What to produce ▸ Please reproduce word for word the stretch of the article on parental behavior and children's sleep from "Parents also reported" through "bed for cosleeping).".

Extract provided ▸
● ● ● ● ● ● ●
Tuesday, April 15, 2008

Parental Behaviour Affects Quality of Child's Sleep

A new study done at Montreal's Sacre Coeur Hospital and set to be published in Archives of Pediatrics & Adolescent Medicine shows that parental behaviour can dramatically affect the way kids sleep.

Parents also reported their behavior at children’s bedtime (including whether they lulled children to sleep, laid them down awake or stayed with them until they fell asleep) and during nighttime awakenings (including comforting children in bed, taking them out of bed, giving them food or bringing them to the parental bed for cosleeping).

“Early (age 5 to 17 months) sleep disturbances predicted maladaptive parenting behaviors (e.g., mother present at sleep onset, giving food/drink after child awakens) at ages 29 and 41 months,” the authors write. “Some parental behaviors in turn predicted future bad dreams, total sleep time of less than 10 hours per night and sleep-onset latency [delays in falling asleep] of 15 minutes or more. However, most relationships did not remain significant in adjusted models that controlled for early sleep problems.” Cosleeping after nighttime awakening remained associated with more than 15-minute delays in returning to sleep, while the mother’s presence at the beginning of sleep appeared protective against such delays.

The results support the notion that some parental behaviors develop in response to early sleep problems, the authors note. However, they also indicate that such parental behaviors could have negative effects. “Parental strategies that were effective for early sleep difficulties (e.g. giving food or drink) may later become inappropriate to the child’s age and needs. Mothers might adopt the inappropriate response of giving food or drink to 29- to 41-month-old children awakening (which is associated with bad dreams and shorter total sleep time at age 50 months) because they commonly attribute infant cries to hunger and come to believe that infants cry only when hungry,” the authors write.
● ● ● ● ● ● ●
Listed entries ▸
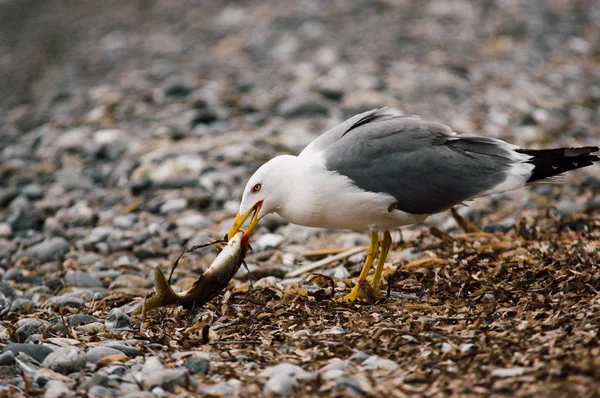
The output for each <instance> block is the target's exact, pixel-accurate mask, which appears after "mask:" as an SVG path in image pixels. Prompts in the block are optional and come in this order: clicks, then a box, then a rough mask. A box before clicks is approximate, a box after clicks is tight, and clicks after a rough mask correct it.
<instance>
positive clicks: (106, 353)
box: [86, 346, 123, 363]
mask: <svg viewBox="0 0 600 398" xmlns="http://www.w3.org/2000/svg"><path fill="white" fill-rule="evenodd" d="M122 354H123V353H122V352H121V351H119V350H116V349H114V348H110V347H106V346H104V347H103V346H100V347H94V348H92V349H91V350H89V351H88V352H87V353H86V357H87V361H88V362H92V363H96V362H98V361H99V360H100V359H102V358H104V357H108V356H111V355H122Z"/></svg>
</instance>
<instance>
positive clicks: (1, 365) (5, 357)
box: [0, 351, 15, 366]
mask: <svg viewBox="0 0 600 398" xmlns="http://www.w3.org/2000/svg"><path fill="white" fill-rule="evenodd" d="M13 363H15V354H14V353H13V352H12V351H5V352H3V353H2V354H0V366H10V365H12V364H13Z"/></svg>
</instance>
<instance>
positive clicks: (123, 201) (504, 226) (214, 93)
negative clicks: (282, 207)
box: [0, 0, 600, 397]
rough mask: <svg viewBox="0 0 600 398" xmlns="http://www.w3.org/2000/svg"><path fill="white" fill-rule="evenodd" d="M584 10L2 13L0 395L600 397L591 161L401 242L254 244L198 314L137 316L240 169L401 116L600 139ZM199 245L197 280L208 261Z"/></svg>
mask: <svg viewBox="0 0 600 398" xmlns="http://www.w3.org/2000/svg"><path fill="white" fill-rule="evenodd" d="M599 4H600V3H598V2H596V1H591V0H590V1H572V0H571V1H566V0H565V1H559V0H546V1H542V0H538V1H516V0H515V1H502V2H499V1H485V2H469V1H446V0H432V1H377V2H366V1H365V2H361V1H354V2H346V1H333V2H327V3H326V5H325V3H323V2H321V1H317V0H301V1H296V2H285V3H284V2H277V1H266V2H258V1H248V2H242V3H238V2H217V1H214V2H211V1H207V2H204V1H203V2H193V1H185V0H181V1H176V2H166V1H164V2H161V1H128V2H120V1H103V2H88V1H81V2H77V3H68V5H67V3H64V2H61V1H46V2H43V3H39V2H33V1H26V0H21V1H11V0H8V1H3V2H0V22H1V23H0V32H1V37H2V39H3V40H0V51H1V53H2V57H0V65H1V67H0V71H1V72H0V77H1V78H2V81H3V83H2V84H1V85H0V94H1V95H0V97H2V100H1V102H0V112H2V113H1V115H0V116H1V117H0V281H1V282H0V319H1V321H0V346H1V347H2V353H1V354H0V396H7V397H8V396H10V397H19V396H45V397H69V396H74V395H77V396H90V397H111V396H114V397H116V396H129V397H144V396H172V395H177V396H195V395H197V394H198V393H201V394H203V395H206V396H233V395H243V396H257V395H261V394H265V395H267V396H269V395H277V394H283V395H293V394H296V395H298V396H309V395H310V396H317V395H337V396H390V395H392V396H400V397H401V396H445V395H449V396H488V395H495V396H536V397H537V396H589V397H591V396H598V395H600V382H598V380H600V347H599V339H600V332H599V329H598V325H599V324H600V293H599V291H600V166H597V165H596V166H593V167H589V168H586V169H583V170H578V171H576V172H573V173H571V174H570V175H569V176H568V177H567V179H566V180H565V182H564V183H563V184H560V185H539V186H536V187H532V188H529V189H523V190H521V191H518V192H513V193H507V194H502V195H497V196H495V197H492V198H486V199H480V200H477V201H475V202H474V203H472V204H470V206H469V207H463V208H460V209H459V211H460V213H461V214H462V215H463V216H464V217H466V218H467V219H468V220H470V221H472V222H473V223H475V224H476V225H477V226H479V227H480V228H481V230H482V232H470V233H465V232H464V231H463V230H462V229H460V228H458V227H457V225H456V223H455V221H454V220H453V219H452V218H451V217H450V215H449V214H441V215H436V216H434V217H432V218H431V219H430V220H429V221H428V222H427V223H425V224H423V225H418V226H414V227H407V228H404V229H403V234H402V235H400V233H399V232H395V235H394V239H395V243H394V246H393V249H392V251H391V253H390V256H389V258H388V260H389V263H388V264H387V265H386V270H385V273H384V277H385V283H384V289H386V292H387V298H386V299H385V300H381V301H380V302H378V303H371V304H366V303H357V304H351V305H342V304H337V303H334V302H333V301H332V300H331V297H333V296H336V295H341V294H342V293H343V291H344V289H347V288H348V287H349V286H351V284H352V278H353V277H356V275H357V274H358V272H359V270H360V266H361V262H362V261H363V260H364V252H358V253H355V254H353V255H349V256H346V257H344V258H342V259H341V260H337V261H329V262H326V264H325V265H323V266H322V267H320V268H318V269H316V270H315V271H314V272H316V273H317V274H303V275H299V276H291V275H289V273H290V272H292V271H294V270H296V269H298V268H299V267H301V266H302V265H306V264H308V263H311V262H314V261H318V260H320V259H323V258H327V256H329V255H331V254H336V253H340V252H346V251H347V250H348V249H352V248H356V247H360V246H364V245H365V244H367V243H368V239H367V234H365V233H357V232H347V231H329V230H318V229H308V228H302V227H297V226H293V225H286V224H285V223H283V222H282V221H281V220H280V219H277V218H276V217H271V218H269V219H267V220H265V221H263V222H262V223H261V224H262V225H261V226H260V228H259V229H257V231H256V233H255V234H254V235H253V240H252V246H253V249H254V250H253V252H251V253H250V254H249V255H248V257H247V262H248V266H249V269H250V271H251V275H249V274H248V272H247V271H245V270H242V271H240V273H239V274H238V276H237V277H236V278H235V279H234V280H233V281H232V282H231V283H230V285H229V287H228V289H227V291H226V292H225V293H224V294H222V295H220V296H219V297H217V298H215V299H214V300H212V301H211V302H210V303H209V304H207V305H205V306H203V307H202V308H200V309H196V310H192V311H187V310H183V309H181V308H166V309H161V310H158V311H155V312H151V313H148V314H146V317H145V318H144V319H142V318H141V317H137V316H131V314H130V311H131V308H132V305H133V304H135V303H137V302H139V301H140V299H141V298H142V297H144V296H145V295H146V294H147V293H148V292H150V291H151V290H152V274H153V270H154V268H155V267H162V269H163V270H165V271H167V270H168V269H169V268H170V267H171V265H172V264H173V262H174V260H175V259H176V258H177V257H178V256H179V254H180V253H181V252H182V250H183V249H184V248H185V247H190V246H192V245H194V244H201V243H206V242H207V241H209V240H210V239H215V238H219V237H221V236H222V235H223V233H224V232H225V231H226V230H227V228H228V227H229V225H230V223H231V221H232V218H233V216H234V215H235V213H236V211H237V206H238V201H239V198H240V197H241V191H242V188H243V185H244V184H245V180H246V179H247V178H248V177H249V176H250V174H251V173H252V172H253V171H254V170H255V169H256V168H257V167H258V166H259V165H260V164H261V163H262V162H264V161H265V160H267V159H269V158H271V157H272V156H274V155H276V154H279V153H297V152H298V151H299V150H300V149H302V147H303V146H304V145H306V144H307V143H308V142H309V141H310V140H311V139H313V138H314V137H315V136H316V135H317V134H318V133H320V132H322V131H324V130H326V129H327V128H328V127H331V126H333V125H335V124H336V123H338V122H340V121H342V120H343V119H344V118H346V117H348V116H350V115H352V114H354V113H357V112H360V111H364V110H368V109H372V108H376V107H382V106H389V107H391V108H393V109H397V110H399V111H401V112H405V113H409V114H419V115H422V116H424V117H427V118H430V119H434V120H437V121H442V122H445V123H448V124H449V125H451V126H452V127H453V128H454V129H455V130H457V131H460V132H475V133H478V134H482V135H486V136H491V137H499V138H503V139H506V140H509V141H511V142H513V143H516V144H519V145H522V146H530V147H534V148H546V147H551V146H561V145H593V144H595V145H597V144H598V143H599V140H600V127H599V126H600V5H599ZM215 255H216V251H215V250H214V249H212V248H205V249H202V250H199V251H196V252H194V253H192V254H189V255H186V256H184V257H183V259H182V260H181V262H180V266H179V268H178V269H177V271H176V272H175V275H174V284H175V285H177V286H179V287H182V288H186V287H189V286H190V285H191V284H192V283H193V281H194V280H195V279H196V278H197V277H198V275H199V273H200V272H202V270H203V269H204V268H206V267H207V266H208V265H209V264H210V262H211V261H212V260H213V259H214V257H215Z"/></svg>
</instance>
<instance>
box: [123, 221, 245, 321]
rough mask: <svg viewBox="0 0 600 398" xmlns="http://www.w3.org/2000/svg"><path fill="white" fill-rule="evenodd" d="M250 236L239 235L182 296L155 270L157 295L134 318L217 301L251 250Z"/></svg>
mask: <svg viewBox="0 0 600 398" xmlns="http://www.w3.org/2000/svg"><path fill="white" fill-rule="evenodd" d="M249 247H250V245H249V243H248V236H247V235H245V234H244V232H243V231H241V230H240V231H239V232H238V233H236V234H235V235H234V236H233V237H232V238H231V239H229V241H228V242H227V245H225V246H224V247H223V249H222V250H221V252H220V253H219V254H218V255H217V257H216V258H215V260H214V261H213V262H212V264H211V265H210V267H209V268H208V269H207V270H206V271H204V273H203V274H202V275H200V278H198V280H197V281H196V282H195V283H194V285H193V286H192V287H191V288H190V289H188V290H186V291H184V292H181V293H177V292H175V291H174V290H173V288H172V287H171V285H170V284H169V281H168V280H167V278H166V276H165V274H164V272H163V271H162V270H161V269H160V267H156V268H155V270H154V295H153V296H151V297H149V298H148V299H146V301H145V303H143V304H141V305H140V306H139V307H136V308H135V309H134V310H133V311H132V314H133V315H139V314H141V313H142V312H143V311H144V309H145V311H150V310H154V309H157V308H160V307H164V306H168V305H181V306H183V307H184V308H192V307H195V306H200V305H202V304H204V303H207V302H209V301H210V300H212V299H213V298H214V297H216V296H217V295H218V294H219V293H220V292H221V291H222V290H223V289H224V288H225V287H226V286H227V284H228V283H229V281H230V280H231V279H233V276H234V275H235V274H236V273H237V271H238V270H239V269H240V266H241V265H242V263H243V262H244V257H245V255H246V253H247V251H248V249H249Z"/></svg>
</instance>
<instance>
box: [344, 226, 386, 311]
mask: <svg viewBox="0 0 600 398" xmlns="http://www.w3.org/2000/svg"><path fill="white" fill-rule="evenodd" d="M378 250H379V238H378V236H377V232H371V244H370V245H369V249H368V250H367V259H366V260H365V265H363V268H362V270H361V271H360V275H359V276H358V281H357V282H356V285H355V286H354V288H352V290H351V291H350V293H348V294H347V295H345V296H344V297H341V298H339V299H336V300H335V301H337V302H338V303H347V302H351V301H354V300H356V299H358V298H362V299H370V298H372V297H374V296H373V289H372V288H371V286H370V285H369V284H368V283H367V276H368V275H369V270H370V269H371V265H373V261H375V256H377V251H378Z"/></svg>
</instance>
● ● ● ● ● ● ●
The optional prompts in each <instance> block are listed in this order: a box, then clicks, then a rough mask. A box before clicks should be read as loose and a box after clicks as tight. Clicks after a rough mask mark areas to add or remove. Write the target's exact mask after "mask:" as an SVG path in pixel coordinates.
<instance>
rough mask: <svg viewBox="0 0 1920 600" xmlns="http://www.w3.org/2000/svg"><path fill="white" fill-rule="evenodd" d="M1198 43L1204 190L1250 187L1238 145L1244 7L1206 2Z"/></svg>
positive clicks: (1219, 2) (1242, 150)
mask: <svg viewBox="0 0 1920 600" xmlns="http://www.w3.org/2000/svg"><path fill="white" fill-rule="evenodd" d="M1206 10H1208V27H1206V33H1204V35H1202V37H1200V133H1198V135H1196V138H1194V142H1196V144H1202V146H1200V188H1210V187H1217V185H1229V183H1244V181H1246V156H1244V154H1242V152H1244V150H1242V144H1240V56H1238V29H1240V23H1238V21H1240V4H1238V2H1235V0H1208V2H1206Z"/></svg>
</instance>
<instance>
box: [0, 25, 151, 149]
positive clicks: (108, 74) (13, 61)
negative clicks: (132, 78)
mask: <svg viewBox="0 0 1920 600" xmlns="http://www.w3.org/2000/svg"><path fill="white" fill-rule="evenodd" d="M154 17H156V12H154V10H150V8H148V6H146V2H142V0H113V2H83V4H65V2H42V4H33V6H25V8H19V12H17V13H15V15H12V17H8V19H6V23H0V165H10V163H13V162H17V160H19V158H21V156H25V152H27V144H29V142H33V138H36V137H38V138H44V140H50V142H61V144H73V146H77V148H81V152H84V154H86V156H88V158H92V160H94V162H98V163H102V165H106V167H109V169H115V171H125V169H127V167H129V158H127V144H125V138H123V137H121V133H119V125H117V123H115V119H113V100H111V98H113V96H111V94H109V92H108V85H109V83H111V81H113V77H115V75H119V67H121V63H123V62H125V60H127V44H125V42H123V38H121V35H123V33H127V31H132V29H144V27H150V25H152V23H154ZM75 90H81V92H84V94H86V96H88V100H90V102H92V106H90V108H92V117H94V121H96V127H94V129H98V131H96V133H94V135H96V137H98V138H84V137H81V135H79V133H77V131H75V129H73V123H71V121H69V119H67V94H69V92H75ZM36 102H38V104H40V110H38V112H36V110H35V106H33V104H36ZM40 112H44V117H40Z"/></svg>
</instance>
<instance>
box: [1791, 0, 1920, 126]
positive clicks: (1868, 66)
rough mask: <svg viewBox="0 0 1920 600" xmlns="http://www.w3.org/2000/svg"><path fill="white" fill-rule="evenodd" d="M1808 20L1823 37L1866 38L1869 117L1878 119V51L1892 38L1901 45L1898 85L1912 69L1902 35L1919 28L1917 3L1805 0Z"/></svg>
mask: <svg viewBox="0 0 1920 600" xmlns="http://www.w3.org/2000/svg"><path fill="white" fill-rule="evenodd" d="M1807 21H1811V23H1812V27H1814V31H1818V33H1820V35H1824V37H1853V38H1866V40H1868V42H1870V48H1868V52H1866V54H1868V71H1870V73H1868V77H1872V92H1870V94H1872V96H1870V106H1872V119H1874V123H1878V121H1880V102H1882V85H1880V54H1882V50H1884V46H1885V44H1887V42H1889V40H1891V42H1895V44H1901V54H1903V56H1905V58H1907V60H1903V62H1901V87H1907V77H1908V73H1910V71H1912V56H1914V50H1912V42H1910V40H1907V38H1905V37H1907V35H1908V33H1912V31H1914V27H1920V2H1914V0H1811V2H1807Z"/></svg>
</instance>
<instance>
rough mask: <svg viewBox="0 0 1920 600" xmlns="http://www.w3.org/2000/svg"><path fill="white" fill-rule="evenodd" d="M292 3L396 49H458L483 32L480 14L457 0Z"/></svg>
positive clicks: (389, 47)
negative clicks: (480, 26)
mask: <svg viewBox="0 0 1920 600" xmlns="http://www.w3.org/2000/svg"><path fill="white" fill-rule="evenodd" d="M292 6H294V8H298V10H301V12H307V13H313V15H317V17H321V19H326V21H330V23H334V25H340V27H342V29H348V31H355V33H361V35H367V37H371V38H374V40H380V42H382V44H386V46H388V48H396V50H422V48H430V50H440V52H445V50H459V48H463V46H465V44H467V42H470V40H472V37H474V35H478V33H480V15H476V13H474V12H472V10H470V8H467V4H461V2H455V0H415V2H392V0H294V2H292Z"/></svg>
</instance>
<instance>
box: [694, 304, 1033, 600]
● ● ● ● ● ● ●
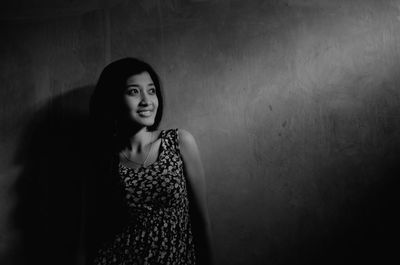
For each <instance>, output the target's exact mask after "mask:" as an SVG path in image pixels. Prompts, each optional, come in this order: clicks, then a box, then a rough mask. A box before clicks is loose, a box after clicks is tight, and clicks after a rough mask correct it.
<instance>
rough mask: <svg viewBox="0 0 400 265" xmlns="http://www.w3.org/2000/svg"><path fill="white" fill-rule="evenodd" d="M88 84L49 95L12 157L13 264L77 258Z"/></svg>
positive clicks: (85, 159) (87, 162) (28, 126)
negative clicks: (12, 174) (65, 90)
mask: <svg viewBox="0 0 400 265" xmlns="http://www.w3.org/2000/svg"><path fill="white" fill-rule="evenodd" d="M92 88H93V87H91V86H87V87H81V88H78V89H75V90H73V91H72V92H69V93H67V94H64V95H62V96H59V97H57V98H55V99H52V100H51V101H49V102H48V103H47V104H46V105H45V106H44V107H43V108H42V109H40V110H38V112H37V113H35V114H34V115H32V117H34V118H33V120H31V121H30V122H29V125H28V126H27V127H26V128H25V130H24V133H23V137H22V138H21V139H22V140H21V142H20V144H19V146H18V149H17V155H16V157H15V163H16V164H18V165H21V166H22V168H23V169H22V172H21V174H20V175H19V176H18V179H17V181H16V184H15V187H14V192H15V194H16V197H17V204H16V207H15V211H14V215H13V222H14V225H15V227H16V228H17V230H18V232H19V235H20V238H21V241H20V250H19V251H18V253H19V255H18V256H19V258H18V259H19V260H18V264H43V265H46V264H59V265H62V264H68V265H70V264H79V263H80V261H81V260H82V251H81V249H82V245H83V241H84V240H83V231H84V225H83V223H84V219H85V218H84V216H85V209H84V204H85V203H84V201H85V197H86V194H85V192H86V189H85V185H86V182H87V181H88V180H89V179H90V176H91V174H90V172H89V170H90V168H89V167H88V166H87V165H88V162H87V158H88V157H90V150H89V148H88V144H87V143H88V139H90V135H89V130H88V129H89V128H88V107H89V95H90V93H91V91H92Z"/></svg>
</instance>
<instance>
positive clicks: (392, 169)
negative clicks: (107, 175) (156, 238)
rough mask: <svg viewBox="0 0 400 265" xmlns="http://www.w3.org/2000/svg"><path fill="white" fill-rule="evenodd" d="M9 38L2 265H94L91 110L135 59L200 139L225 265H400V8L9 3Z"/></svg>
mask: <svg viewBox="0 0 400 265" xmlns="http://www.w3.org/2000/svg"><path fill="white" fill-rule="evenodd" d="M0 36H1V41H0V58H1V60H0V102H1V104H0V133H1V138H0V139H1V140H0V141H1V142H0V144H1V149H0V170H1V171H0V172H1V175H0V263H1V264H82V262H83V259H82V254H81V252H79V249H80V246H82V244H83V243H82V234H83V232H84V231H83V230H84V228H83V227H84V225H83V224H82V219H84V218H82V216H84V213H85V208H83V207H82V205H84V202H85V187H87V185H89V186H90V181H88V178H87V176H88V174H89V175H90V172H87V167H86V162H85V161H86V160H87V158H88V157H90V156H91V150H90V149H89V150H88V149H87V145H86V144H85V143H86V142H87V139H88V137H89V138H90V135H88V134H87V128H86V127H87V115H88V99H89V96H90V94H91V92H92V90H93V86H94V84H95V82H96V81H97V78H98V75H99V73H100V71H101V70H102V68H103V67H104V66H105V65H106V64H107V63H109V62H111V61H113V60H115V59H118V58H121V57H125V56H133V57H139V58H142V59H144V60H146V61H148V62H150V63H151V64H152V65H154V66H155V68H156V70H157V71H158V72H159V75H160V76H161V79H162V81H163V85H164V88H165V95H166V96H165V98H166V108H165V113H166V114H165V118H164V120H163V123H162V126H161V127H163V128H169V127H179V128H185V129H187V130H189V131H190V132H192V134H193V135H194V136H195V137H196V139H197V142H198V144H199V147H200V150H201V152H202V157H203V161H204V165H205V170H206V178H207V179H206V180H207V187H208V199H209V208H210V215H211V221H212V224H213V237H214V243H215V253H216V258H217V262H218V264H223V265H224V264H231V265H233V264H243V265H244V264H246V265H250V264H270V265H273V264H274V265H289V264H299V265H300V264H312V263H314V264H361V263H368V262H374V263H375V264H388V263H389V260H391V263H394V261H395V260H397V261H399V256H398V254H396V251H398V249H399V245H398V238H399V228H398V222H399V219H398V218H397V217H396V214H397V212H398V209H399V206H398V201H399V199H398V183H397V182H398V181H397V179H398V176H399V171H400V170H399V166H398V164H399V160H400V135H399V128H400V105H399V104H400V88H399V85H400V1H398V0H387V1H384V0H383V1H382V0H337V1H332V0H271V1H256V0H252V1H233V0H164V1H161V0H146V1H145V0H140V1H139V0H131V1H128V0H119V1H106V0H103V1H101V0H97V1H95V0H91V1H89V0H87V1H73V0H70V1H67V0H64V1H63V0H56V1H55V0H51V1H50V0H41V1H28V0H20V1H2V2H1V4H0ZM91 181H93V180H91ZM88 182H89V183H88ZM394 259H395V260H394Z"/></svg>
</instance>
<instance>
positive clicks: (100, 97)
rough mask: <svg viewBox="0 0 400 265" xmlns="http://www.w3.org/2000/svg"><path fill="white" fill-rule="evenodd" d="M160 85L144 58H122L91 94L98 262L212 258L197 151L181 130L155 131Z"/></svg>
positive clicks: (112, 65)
● ● ● ● ● ● ●
Result of this task ▸
Parents also reported their behavior at children’s bedtime (including whether they lulled children to sleep, laid them down awake or stayed with them until they fell asleep) and during nighttime awakenings (including comforting children in bed, taking them out of bed, giving them food or bringing them to the parental bed for cosleeping).